#### THE PROBLEM
Find each line in the listing below that contains the string "board", and copy every one of them out in full.

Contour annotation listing

>> Start

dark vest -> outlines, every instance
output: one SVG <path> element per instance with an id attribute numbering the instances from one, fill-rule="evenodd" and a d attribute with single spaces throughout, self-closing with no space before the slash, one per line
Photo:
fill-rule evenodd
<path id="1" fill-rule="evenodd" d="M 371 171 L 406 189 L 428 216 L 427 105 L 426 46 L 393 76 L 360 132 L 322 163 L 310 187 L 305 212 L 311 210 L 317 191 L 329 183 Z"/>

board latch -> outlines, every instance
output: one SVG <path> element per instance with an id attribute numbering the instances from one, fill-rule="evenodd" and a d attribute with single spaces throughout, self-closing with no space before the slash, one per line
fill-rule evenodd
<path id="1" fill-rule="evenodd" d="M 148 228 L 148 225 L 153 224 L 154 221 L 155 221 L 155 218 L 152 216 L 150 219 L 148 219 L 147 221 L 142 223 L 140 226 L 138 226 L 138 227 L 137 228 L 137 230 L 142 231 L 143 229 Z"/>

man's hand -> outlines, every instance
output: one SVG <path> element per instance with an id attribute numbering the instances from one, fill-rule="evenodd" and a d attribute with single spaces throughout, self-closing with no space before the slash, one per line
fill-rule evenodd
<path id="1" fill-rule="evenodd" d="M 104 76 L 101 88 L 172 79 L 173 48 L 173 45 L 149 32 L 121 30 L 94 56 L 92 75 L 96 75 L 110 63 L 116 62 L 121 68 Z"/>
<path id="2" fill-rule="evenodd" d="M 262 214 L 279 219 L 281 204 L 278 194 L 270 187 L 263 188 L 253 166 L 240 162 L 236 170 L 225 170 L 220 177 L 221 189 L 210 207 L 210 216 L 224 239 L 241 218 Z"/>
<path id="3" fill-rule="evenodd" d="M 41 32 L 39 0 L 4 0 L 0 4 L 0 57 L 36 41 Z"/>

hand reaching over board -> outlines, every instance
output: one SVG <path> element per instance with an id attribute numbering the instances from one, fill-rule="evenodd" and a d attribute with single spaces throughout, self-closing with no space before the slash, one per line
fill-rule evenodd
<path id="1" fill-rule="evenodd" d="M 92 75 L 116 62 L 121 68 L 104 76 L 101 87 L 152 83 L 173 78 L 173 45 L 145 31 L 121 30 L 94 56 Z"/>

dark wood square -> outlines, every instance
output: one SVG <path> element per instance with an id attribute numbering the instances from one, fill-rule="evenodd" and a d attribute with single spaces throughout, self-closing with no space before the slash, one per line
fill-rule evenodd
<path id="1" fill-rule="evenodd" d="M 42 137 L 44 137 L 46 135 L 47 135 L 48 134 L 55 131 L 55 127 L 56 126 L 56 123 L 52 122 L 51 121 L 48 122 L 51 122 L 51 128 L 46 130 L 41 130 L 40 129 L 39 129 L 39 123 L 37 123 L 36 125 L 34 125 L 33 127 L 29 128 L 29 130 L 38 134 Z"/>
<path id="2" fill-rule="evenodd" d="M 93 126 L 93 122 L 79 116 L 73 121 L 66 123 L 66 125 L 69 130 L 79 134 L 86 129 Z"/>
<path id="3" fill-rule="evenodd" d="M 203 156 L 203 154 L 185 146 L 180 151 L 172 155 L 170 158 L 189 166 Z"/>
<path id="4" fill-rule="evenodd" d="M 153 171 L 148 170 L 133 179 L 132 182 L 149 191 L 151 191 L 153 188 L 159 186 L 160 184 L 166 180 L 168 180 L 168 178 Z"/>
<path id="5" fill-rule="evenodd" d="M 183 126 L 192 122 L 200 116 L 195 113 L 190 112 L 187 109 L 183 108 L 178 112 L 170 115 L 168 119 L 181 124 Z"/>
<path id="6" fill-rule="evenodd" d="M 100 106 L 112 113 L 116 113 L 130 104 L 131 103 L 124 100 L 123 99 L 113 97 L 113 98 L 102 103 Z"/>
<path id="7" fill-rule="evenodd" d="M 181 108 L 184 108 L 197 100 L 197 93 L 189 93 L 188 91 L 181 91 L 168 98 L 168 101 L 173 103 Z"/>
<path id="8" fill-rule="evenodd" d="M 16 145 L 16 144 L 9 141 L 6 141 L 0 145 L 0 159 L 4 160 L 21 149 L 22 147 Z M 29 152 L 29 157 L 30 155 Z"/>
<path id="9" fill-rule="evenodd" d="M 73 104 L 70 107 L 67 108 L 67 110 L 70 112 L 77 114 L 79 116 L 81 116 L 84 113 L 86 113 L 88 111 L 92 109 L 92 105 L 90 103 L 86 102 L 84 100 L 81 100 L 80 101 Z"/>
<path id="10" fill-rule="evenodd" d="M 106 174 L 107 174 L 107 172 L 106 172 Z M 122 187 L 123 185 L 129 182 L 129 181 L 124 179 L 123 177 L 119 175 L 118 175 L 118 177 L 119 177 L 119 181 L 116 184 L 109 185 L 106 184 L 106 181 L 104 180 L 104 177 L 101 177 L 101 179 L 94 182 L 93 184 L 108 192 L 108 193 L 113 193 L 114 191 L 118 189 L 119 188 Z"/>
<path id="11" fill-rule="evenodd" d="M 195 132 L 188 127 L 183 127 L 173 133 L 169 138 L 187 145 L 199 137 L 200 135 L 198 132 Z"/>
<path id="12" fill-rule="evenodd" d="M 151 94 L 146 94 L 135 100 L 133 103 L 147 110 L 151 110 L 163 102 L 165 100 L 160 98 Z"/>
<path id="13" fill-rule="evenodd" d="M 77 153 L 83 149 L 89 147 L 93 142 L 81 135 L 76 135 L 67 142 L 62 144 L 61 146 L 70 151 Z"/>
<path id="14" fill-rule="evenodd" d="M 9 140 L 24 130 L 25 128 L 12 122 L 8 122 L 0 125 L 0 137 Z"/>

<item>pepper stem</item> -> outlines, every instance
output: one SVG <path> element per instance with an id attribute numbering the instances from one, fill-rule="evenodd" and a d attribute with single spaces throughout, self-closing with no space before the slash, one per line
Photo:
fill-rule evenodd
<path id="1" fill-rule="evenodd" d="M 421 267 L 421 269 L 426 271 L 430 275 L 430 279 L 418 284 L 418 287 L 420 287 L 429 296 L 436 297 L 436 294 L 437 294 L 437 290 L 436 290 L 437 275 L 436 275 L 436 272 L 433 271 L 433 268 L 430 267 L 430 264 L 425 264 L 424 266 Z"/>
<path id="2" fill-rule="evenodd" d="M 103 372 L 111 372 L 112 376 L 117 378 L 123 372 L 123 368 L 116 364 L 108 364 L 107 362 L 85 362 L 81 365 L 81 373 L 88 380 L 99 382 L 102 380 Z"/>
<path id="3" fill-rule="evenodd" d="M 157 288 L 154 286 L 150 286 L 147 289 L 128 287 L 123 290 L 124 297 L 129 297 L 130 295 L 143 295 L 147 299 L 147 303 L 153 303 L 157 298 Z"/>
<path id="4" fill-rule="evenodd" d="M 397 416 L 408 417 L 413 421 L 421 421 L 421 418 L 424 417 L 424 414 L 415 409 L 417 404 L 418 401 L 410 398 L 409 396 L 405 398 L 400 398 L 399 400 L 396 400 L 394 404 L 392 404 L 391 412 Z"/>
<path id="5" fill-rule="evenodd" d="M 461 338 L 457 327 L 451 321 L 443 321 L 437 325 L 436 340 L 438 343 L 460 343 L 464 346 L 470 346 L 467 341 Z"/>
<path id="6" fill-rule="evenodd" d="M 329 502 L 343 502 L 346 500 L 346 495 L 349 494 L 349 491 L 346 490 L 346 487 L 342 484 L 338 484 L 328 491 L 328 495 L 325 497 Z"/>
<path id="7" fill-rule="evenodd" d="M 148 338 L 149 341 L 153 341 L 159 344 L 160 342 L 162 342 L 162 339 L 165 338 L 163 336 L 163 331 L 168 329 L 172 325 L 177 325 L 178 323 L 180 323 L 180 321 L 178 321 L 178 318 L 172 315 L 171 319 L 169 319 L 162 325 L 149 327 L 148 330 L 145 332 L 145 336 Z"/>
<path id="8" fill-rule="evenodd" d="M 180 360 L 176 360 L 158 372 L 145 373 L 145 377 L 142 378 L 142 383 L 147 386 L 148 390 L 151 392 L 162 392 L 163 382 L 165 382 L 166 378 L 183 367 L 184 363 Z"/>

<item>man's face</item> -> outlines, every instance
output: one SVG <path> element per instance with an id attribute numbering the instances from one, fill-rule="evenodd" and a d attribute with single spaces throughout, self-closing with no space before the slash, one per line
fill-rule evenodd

>> End

#### RESPONSE TO THE TASK
board latch -> outlines, every instance
hand reaching over board -> outlines, every instance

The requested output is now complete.